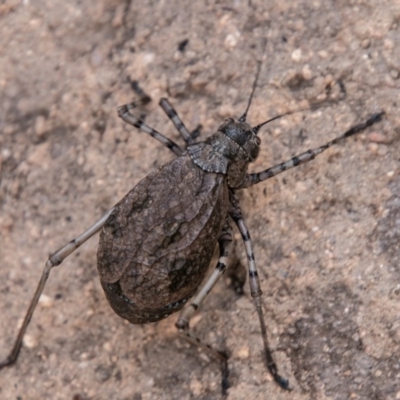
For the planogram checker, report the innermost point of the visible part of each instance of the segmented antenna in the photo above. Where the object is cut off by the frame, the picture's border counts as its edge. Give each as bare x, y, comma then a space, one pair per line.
259, 65
257, 128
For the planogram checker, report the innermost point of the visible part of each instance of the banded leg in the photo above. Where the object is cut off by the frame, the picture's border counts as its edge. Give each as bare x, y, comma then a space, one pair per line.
54, 260
255, 289
189, 137
124, 112
252, 179
225, 245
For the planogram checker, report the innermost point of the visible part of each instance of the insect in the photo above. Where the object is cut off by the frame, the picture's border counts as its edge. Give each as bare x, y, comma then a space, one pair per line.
156, 244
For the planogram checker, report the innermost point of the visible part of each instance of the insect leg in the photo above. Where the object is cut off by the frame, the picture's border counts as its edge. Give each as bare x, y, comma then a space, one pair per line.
225, 244
255, 289
189, 137
54, 260
125, 113
252, 179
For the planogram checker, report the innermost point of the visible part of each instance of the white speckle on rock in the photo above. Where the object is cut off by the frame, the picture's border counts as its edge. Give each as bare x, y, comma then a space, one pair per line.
296, 55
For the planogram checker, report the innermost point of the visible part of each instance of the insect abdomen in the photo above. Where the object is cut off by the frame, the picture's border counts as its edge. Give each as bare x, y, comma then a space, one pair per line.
171, 220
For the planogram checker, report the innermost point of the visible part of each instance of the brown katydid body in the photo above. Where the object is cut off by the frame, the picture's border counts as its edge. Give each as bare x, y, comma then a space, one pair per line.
157, 244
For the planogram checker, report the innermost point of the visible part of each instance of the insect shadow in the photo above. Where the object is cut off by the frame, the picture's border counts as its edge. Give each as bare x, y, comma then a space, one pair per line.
156, 244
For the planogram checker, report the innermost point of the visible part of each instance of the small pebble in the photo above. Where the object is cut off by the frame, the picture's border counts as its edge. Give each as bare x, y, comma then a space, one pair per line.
296, 55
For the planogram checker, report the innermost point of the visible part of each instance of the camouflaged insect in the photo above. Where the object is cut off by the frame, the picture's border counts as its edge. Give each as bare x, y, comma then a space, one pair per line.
156, 244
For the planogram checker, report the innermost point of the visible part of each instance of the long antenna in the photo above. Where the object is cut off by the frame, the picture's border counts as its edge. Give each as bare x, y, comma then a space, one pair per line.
257, 128
259, 65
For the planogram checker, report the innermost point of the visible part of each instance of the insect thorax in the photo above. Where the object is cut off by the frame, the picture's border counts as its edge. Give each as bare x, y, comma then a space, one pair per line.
229, 151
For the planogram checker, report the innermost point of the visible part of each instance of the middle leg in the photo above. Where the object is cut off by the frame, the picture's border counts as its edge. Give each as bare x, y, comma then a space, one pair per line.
255, 289
225, 245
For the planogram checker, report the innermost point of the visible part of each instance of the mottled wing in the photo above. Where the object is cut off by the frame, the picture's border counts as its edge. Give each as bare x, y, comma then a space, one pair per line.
159, 241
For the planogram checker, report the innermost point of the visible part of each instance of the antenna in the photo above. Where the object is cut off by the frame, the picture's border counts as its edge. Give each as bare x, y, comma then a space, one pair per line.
257, 128
259, 65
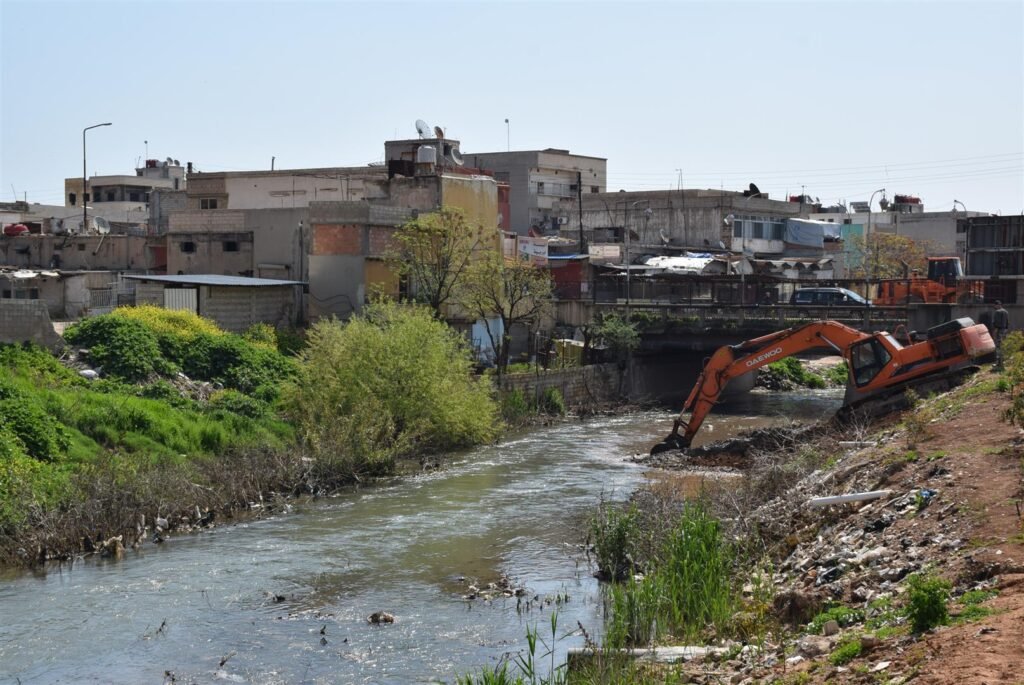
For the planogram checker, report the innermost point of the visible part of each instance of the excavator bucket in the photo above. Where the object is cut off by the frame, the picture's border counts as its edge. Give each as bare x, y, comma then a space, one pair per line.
673, 441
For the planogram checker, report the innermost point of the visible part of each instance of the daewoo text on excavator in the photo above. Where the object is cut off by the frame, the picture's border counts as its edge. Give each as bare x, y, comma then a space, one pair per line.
880, 366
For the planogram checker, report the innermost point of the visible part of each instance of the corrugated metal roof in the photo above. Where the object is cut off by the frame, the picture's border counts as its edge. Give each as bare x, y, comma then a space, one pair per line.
214, 280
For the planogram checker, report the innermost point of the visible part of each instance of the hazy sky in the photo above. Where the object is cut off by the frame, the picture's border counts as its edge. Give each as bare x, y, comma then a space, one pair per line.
842, 97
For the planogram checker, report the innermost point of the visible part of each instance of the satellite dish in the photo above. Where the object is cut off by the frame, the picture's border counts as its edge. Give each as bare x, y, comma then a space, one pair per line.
456, 156
452, 153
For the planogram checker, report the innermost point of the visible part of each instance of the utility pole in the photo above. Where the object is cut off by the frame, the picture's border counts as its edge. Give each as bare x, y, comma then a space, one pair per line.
583, 245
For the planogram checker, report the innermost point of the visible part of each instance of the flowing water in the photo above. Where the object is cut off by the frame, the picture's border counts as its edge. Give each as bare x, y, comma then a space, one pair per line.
286, 599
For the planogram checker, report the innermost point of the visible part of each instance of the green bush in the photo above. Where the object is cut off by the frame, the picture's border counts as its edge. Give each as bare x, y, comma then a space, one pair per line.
514, 405
232, 400
791, 372
123, 347
688, 591
846, 651
413, 371
613, 533
927, 601
41, 435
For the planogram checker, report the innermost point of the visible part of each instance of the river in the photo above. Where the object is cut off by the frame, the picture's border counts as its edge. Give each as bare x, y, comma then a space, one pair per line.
285, 599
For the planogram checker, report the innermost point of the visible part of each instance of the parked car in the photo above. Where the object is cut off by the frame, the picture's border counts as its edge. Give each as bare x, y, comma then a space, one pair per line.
828, 297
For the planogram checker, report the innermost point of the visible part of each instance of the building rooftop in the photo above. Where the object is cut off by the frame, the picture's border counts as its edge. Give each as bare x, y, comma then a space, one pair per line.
214, 280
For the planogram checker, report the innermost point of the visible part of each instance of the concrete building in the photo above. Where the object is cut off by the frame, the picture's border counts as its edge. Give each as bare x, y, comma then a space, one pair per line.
235, 303
688, 219
123, 198
540, 180
330, 227
284, 188
76, 253
995, 253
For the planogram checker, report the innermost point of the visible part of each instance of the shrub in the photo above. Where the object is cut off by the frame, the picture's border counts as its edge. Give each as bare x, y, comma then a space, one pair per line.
552, 401
261, 335
613, 533
846, 651
514, 405
232, 400
414, 371
40, 434
927, 600
124, 347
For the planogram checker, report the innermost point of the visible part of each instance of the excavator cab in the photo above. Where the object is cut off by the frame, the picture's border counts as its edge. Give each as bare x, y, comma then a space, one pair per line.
946, 270
866, 359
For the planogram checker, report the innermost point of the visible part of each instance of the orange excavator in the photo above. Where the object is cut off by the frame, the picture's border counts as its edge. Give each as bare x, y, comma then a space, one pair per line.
880, 366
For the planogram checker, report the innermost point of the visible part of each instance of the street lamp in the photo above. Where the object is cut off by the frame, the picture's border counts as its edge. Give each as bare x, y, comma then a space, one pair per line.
85, 205
647, 214
867, 233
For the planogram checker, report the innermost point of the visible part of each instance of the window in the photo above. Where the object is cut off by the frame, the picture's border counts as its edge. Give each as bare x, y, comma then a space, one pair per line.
867, 358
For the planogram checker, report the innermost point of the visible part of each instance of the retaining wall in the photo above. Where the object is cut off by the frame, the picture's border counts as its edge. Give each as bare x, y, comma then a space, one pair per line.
581, 386
28, 320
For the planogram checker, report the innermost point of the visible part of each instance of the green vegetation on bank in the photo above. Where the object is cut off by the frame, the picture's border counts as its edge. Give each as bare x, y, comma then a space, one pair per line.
187, 416
393, 382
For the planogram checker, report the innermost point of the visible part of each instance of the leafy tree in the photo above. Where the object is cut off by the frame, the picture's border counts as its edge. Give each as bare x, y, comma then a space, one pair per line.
394, 381
434, 252
514, 291
886, 255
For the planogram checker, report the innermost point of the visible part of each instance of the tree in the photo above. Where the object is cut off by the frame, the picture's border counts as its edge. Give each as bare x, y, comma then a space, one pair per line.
392, 382
514, 292
433, 252
886, 256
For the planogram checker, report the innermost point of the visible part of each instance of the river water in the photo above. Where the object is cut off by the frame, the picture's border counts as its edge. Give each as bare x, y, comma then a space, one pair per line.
286, 599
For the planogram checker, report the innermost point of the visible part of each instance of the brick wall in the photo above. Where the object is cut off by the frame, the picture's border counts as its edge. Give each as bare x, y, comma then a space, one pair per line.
582, 387
28, 320
337, 240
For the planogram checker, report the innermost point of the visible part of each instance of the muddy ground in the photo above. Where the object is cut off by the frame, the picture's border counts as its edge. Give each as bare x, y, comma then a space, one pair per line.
954, 468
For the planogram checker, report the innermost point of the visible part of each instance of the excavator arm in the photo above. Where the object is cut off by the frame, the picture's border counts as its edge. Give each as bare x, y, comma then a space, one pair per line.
729, 361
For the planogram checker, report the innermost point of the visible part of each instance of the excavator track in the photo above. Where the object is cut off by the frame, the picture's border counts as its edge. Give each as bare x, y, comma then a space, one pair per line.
894, 398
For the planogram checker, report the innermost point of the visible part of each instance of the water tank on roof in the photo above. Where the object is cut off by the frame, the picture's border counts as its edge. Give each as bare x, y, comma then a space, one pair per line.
426, 155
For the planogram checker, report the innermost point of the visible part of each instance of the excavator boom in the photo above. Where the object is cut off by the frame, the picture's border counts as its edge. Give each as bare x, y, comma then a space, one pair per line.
878, 362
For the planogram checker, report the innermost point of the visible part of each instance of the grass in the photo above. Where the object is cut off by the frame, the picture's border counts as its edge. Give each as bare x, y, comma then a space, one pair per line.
846, 651
688, 591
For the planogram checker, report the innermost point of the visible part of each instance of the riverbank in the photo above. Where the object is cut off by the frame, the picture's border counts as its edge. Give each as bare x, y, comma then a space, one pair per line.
185, 426
923, 584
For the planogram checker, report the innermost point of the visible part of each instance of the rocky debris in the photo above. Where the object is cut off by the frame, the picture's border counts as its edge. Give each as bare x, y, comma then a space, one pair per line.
503, 588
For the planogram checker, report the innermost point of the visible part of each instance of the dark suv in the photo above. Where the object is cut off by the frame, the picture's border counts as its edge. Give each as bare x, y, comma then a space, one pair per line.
828, 297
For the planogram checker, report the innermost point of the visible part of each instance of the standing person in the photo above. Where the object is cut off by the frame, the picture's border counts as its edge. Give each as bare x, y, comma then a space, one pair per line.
1000, 323
998, 328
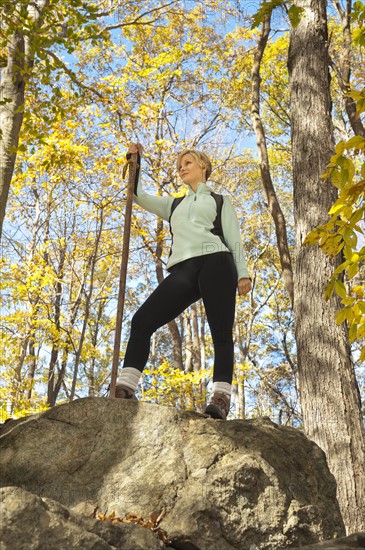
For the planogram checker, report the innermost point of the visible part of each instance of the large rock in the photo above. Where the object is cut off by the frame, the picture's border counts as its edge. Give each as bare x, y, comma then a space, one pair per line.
239, 484
29, 522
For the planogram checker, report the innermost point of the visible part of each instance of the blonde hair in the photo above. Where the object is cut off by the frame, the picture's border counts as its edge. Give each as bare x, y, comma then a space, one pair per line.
201, 158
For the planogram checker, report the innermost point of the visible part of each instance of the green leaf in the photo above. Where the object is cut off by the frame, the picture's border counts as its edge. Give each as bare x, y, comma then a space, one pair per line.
265, 9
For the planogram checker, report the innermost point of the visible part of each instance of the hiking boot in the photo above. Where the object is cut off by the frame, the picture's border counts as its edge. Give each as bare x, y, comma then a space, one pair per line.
125, 393
219, 406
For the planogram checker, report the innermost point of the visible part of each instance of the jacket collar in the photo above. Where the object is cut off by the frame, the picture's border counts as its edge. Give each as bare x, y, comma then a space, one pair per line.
201, 188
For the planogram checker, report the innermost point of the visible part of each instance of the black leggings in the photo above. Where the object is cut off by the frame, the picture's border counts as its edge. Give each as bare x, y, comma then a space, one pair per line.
212, 277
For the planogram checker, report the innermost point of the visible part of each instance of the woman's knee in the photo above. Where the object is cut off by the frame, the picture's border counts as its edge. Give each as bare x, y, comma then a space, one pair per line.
140, 323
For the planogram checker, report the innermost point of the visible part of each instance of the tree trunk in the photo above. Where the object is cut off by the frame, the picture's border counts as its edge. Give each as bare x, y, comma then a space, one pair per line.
329, 393
11, 115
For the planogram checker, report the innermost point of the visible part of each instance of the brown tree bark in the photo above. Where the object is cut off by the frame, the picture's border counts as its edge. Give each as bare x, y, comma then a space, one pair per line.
329, 393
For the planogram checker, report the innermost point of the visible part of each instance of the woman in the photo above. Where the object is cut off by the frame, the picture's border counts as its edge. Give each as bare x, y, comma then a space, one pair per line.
202, 264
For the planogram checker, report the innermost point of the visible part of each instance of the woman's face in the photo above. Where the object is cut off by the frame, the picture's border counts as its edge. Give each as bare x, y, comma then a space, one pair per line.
190, 171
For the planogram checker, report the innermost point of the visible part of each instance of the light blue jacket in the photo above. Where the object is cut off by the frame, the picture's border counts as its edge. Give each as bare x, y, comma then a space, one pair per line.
192, 222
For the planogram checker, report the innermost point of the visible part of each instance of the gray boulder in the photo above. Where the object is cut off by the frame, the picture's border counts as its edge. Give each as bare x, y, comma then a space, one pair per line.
30, 522
240, 484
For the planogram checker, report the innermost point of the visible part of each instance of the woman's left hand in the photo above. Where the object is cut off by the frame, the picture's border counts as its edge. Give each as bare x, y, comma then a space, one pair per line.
244, 286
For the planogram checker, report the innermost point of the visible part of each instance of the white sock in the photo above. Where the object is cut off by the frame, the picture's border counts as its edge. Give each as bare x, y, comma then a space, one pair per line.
129, 378
222, 387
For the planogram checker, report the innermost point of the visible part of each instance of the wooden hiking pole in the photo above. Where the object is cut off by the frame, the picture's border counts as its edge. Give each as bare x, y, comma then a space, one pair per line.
133, 161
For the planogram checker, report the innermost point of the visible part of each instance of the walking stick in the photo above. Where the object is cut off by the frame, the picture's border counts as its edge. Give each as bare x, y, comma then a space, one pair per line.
133, 162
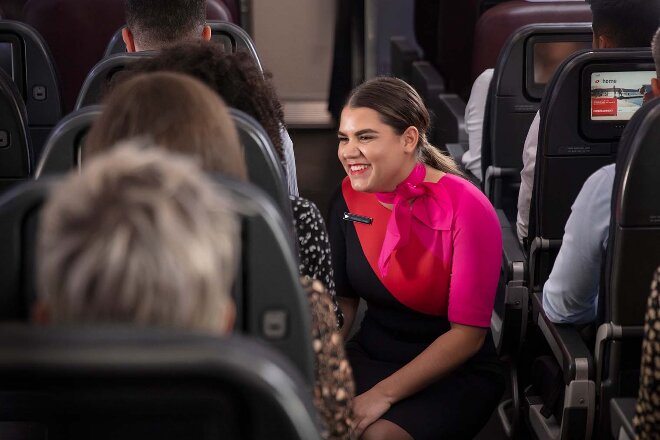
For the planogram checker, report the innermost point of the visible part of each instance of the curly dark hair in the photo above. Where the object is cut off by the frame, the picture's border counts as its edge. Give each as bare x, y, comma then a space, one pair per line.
157, 22
234, 76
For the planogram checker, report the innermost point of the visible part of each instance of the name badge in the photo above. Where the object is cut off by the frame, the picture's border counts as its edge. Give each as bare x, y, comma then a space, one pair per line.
357, 218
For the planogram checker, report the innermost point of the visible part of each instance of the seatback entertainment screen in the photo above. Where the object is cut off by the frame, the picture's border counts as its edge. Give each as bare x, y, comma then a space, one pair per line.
616, 96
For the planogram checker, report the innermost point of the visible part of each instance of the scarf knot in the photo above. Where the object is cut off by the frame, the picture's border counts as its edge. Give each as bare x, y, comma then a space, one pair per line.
413, 198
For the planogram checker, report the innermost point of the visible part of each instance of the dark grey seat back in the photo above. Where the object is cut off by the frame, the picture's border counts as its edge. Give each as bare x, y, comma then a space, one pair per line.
232, 37
514, 98
632, 256
264, 169
566, 155
96, 83
64, 145
15, 152
633, 251
271, 304
35, 77
136, 383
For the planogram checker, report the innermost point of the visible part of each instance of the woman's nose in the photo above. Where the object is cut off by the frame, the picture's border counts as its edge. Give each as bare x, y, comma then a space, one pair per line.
348, 149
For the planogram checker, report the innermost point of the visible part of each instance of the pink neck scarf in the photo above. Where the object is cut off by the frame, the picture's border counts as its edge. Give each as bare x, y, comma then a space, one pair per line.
426, 201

===============

[Short problem]:
Starting at the line that contains "of the scarf", quote each remaining line of the entries above, unchanged.

[Solved problem]:
For the planogram checker, report the innermost point of the visible part of each instance of the scarf knot in the photo above. Where the object is cut off by the frame, the picture's border counts as its edge. Give each as bare x, y, comma then a space, one pair per line.
413, 198
For the planogram checker, report the innermost point of the visible part of each instance of the dark grey seat back in the photo above. Where the object is cut off by the frame, the picture's border counts as its edge. Give each as bare x, y, comma then a space, one pair per line.
232, 37
514, 98
632, 256
264, 169
566, 155
96, 83
64, 145
15, 152
633, 251
271, 304
35, 77
136, 383
For the planogram checker, report the innermost point of the visible part of each instance of the woman's nose in the photo above. Where the object is cut off by the frame, the picture's border counts as its edge. Give each as bare x, y, comma then a space, one pair per line.
348, 149
For the planogram checker, report the innermost point of the visible part of each instance of the pink neck scarf in the photo above. Where the object is cut off by the frame, the picture's border counts as its edge. Give each as bare x, y, comma then a space, one pair per line.
426, 201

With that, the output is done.